▶ **Stated task**
Rewrite the items below, replacing every occurrence of "evaluation set" with "test set" and leaving everything else unchanged.

>>>

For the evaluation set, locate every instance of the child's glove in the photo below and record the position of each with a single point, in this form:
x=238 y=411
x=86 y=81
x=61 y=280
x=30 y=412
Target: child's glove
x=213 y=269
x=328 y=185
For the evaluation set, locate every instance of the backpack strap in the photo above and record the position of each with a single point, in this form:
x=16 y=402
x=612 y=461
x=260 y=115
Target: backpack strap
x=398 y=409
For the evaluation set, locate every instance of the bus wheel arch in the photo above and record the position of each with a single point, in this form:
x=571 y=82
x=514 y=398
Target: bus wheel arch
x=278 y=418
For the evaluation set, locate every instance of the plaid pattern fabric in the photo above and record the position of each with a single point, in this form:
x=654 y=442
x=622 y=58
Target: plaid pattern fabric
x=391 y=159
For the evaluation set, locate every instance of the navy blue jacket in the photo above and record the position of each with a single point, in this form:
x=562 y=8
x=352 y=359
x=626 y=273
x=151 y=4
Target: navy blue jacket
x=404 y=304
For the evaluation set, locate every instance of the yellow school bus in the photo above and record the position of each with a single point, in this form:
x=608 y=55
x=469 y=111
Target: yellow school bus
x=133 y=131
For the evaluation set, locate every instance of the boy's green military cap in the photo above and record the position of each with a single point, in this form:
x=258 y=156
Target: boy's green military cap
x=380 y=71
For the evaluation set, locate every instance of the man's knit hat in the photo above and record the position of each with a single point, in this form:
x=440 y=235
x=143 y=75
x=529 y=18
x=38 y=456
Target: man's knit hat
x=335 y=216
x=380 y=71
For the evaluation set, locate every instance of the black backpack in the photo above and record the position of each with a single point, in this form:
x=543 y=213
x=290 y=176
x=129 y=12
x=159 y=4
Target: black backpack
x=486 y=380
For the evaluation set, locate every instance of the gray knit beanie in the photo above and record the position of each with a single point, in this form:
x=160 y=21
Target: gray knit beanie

<<<

▶ **Answer to the task**
For the test set, locate every instance of the child's glove in the photo below and record the position of each with a single point, in this form:
x=238 y=411
x=86 y=81
x=61 y=280
x=30 y=412
Target: child's glove
x=213 y=269
x=328 y=185
For the test set, locate every instance of the backpack strap in the photo above and record the position of each with a single point, in this form:
x=16 y=402
x=612 y=461
x=260 y=115
Target: backpack strap
x=398 y=409
For the test set, locate every instance of the bus wheel arch in the photo above and record the position of each with a single point, in this form:
x=571 y=82
x=514 y=398
Target: bus wheel arch
x=278 y=418
For the test set, locate every instance of the plaid pattern fabric in the photo above and record the position of each with a single point, in this form:
x=654 y=442
x=622 y=58
Target: plaid pattern fabric
x=391 y=159
For the test set, locate every instance of the navy blue jacket in the photo above and record the position of each with a single point, in this form:
x=562 y=8
x=352 y=359
x=626 y=273
x=151 y=4
Target: navy blue jacket
x=404 y=304
For the test set, locate every instance of the yellow school bus in the photo above and record the position of each with a single point, in this form:
x=608 y=55
x=469 y=111
Target: yellow school bus
x=133 y=131
For the test set, locate every instance of the boy's green military cap in the photo above and record the position of each with a single point, in this form:
x=258 y=156
Target: boy's green military cap
x=380 y=71
For the test set, locate every instance of the man's knit hat in the photo above and record the position of each with a single point, in this form:
x=440 y=235
x=143 y=75
x=529 y=18
x=38 y=456
Target: man's knit hat
x=335 y=216
x=380 y=71
For the test set, locate every instance of the black backpack in the photo above and record the position of each with a single point, in this form:
x=543 y=213
x=290 y=176
x=129 y=12
x=159 y=4
Target: black backpack
x=486 y=380
For the test set, locate every instance of the gray knit beanie in the photo above and record the position of each with a single point, in this form:
x=160 y=21
Target: gray knit beanie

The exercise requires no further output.